Text under study Start Marker
Iowa high court allows Tyson workers' kin to sue over covid deaths | Northwest Arkansas Democrat-Gazette

Families of deceased Tyson Foods Inc. workers in Iowa may resume their lawsuits against current and former Tyson officials, according to a recent Iowa Supreme Court opinion.

The decision stems from four estates filing lawsuits against Tyson, company executives, and plant supervisors. The lawsuits alleged gross negligence and fraud related to four Tyson workers at a Waterloo, Iowa, pork processing facility who died after contracting covid-19.

The opinion of the court did affirm the dismissal of the case against the Tyson company as a whole and two other named defendants in the case.

Tyson did not respond to an immediate request for comment on the court opinion.

The lawsuits were initially dismissed by an Iowa District Court, which stated Iowa's Workers' Compensation Act provided the exclusive remedy for the estates' claims.

The district court claimed the act provided the exclusive means of recovery for the workers' deaths and the initial petition failed to establish a right to pursue claims under the statute's carve out for gross negligence claims.

It also concluded the petition had improperly lumped the defendants together, referring to them as categories without specifying the duty or claim to each defendant.

However, the Iowa Supreme Court disagreed with the reasoning, stating the groupings provided each defendant with fair notice of the claims against them.

"Plaintiffs are not forbidden from defining and referring to a group of defendants collectively under a particular moniker for ease of reference in a petition," stated the opinion. "Indeed, we note that even the defendants referred to themselves as 'supervisory defendants' and 'executive defendants' at the motion to dismiss hearing."

For gross negligence, the higher court's opinion stated that the petition includes many allegations showing the executive defendants were aware of a covid-19 outbreak at the plant, and were regularly briefed on positive cases and the number of employees with symptoms.

"The petition describes in multiple places the lethal risks that the virus poses to humans and the high risk of transmission between people working in close proximity to one another," according to the court opinion. "The estates, in our view, have alleged sufficient facts to show that the executive defendants had knowledge of the peril."

The executive defendants listed include John Tyson, company chairman; Noel White, former chief executive officer; Dean Banks, former company president; Stephen Stouffer, former president of Tyson Fresh Meats; Tom Brower, former senior vice president of health and safety; and Doug White, former corporate safety manager of Tyson Fresh Meats.
Text under study End Marker
Excerpted records Start Marker
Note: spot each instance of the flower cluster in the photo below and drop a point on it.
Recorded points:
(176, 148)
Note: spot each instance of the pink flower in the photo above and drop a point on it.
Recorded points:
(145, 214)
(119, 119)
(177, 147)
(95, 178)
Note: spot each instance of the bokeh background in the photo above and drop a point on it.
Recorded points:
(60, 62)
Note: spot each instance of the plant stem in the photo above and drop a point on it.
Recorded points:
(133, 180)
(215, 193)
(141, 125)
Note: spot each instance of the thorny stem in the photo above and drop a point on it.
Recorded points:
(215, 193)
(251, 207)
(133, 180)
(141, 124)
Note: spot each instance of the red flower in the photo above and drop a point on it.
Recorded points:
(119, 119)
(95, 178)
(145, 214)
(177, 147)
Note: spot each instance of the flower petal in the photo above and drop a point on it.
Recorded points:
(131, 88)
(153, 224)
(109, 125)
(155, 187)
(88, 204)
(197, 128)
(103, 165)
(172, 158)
Excerpted records End Marker
Continue the news report on the Iowa Supreme Court's Tyson covid lawsuit ruling, starting right after its last sentence.

During the pandemic, Tyson would require the workers at the Waterloo pork processing facility to continue working, even if they were symptomatic, until they had a positive virus test result.

Court documents state this decision went against the company's seasonal flu policy requiring symptomatic workers to go home.

Supervisors allegedly referred to the virus as the "glorified flu," and there was a case of a worker throwing up on the production line who was allowed to continue to work.

As cases and symptoms of the virus rose in April 2020, the Waterloo facility saw an increased number of workers calling in sick, with the company then reassuring the workers there wasn't an outbreak.

The Waterloo facility, which employed nearly 3,000 workers, saw a high of 656 calls from employees describing covid-19 symptoms.

According to the court opinion, the Black Hawk County Health Department attempted to work with the plant, but the company refused to cooperate. When the county was finally permitted to enter the facility they were "shocked" at the lack of personal protective equipment and the crowded floor.

After the visit, almost two dozen plant workers were admitted to the emergency room with covid-19 symptoms, with two of the employees later dying from pandemic-related complications.

Tyson shut down the plant temporarily after an intervention from Iowa government officials, and a reduction in its healthy labor force.

The Waterloo plant was the largest workplace outbreak of the virus in the United States, according to the opinion. The local county health department attributed 90% of the county's total covid-19 cases to the facility.